List each line of the records below that contains the string "mirror", copying every such line in full. Treat uppercase and lowercase letters as different.

◆ ◆ ◆ ◆

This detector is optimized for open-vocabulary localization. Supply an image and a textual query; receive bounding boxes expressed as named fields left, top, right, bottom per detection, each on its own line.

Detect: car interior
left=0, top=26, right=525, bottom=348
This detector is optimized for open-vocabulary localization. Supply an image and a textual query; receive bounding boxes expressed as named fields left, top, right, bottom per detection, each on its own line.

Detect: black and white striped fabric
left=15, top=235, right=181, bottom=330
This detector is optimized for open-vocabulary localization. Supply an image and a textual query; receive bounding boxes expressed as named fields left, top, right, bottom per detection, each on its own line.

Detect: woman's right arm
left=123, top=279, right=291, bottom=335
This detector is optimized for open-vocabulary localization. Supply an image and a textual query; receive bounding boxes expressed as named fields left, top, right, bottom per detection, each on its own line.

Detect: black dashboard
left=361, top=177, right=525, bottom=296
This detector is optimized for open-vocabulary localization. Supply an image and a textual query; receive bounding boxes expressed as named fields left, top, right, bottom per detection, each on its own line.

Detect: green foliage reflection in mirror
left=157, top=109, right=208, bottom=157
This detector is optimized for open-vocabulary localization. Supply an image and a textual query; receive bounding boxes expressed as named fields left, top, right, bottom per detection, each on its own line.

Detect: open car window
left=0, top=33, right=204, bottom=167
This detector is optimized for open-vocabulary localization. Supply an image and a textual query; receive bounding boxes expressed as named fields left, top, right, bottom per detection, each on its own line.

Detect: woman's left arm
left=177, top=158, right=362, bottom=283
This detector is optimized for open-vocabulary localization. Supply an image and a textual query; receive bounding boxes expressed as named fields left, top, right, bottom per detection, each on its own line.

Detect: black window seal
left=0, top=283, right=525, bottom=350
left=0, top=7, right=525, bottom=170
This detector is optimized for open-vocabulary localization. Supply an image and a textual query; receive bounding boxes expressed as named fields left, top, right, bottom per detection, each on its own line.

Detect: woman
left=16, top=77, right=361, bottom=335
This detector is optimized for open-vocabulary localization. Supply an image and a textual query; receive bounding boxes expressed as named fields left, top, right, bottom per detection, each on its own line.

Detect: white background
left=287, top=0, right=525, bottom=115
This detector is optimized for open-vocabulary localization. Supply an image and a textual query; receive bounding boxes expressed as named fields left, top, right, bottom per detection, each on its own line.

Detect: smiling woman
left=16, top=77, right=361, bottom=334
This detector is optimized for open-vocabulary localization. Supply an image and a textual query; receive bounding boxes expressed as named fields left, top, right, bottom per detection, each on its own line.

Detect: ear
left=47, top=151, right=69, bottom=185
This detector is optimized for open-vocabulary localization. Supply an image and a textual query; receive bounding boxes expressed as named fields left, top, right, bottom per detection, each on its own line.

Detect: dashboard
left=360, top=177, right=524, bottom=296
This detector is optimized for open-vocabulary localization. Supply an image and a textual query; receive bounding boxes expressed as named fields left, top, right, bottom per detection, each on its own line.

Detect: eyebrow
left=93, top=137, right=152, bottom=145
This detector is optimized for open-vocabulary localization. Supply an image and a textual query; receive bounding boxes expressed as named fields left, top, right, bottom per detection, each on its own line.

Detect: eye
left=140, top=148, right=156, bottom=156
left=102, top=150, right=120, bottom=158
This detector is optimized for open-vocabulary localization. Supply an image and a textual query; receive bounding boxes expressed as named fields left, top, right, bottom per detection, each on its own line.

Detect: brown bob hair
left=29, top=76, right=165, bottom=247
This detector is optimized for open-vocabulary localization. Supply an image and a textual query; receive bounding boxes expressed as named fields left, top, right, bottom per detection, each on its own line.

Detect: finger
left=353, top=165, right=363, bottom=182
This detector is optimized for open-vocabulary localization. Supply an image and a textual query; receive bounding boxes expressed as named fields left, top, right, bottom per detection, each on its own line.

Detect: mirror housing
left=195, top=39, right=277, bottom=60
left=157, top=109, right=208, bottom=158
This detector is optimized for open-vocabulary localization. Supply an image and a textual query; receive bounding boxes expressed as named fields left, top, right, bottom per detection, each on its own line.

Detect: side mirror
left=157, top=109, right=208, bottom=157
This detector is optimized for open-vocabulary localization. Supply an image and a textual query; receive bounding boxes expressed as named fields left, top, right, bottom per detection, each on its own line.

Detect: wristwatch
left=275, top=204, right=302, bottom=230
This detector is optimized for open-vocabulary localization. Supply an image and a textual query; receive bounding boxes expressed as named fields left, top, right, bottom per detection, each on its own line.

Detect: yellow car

◆ ◆ ◆ ◆

WORKED ANSWER:
Detect: green foliage reflection in mirror
Detect: mirror housing
Detect: side mirror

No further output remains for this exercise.